> Work item:
In the entries below, how many lines hold the string "river"? Answer with the number only.

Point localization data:
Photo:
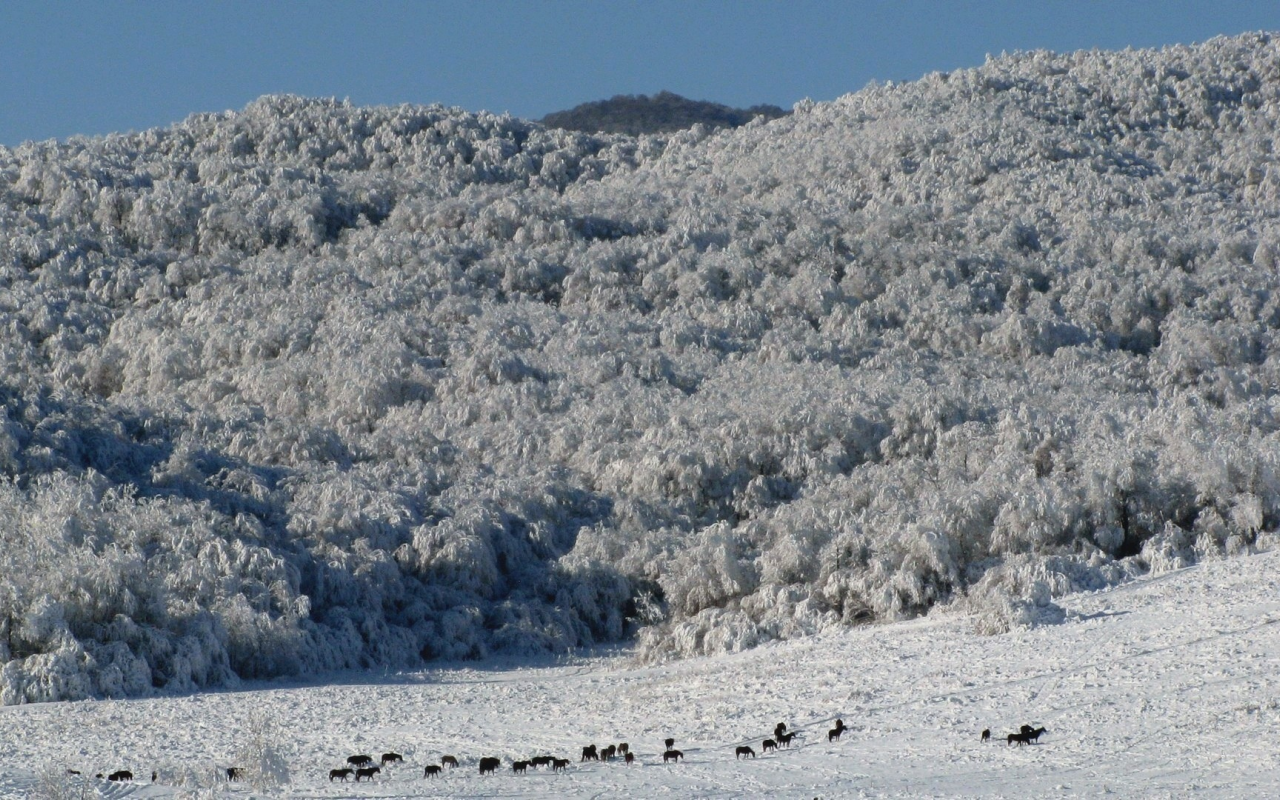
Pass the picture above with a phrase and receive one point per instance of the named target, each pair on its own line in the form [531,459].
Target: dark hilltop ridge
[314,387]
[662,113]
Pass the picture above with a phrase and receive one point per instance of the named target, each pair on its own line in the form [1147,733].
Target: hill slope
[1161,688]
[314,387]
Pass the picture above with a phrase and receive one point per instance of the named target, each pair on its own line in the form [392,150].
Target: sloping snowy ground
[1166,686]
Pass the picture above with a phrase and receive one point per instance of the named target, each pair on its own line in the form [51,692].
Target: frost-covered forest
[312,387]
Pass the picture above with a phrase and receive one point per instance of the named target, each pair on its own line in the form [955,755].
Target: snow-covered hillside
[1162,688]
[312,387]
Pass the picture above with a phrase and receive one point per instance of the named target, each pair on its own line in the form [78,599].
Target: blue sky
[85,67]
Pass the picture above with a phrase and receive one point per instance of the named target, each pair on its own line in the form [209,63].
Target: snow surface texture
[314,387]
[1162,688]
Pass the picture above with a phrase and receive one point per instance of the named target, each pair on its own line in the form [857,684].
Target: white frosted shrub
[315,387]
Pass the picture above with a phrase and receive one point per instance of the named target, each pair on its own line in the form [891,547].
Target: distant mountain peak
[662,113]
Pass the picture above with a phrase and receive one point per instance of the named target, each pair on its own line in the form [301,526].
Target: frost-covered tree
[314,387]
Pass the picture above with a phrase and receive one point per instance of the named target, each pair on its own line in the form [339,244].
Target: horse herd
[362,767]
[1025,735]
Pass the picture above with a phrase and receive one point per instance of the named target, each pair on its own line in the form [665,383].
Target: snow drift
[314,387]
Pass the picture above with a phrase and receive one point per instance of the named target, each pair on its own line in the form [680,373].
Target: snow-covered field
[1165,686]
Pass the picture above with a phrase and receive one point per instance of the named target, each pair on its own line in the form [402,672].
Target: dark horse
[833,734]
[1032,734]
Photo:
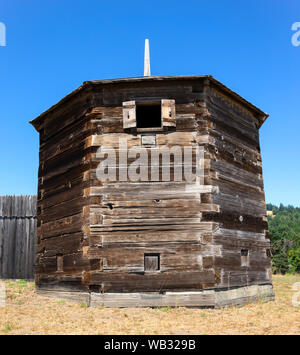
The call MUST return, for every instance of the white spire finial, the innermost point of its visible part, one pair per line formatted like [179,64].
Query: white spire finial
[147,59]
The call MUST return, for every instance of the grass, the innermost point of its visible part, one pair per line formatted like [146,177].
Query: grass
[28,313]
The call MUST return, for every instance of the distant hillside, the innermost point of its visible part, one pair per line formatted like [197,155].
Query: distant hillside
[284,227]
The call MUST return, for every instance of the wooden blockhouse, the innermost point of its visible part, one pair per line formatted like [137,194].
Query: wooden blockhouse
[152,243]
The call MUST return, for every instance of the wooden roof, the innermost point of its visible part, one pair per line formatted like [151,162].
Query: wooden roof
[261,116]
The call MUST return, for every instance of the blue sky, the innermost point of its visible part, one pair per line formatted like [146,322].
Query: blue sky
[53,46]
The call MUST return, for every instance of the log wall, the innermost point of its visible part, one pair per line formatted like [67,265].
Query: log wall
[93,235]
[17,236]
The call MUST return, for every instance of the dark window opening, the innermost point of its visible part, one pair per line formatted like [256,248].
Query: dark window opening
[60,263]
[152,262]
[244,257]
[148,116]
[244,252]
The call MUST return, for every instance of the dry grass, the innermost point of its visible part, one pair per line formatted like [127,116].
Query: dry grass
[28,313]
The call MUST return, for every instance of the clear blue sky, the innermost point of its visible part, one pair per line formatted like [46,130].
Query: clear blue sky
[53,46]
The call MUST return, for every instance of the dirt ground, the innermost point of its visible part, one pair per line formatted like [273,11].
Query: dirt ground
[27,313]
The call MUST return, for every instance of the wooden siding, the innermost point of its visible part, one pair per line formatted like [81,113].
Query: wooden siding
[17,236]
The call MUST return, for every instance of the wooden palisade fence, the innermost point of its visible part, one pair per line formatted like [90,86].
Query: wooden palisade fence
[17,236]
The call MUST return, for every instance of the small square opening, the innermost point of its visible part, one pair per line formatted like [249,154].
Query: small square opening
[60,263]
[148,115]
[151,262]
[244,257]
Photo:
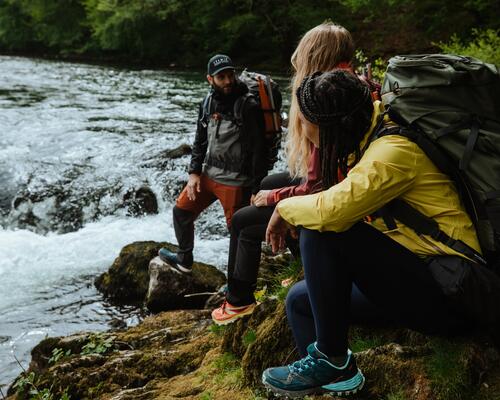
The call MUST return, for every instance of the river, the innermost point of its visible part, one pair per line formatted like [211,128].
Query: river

--

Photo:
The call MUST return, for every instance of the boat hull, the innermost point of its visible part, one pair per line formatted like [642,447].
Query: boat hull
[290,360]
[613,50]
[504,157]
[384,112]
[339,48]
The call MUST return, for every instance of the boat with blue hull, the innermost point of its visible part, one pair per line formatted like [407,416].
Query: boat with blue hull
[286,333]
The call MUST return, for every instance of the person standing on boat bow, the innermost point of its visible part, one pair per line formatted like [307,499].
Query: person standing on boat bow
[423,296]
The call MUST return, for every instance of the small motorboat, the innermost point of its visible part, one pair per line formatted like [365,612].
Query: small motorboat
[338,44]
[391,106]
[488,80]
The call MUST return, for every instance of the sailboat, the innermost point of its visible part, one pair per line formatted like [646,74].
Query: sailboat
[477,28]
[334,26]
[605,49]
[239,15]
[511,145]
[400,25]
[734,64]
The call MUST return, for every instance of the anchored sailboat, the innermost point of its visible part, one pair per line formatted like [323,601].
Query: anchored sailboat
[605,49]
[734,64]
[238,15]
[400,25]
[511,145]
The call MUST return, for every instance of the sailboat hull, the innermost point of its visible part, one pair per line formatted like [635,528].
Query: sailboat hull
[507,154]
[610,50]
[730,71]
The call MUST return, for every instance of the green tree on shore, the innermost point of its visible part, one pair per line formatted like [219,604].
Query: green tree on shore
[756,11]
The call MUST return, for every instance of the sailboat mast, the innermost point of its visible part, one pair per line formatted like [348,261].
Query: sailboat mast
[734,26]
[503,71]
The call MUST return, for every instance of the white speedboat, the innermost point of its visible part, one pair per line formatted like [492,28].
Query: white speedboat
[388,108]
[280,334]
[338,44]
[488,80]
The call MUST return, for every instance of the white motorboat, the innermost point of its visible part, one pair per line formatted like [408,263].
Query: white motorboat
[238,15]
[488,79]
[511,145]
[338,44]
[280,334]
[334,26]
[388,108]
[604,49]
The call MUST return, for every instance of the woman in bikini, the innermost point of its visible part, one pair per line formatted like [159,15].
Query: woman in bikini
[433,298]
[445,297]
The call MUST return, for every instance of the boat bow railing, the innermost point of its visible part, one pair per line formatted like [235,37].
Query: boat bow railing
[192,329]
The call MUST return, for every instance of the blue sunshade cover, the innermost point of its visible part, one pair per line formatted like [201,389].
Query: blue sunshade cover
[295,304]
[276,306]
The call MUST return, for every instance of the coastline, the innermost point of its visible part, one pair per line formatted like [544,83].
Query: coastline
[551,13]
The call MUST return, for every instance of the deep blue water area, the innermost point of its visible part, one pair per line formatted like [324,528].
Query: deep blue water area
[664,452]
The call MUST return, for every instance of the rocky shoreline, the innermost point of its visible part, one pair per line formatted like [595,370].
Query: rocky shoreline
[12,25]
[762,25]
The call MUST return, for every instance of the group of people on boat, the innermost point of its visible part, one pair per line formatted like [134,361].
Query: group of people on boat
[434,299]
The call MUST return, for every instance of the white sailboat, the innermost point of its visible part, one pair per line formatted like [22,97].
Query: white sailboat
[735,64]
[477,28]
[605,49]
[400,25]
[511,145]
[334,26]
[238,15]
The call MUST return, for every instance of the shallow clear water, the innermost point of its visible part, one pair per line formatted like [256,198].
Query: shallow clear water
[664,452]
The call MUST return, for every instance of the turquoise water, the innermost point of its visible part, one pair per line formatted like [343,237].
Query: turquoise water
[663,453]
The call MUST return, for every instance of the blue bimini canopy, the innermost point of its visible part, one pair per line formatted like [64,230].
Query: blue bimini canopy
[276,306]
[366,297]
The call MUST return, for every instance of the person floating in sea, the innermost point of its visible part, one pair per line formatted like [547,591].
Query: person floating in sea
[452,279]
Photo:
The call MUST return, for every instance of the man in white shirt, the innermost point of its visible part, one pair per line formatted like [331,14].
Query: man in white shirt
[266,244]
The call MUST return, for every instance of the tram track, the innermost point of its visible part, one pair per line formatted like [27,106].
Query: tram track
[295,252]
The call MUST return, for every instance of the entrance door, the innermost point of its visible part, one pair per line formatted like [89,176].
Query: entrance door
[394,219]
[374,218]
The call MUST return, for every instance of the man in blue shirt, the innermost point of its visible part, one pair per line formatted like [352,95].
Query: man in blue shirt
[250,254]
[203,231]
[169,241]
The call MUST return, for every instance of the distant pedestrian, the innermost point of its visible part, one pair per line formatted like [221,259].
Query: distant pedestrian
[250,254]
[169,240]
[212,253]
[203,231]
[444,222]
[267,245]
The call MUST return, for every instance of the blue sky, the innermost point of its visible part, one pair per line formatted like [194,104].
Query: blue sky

> Solution below:
2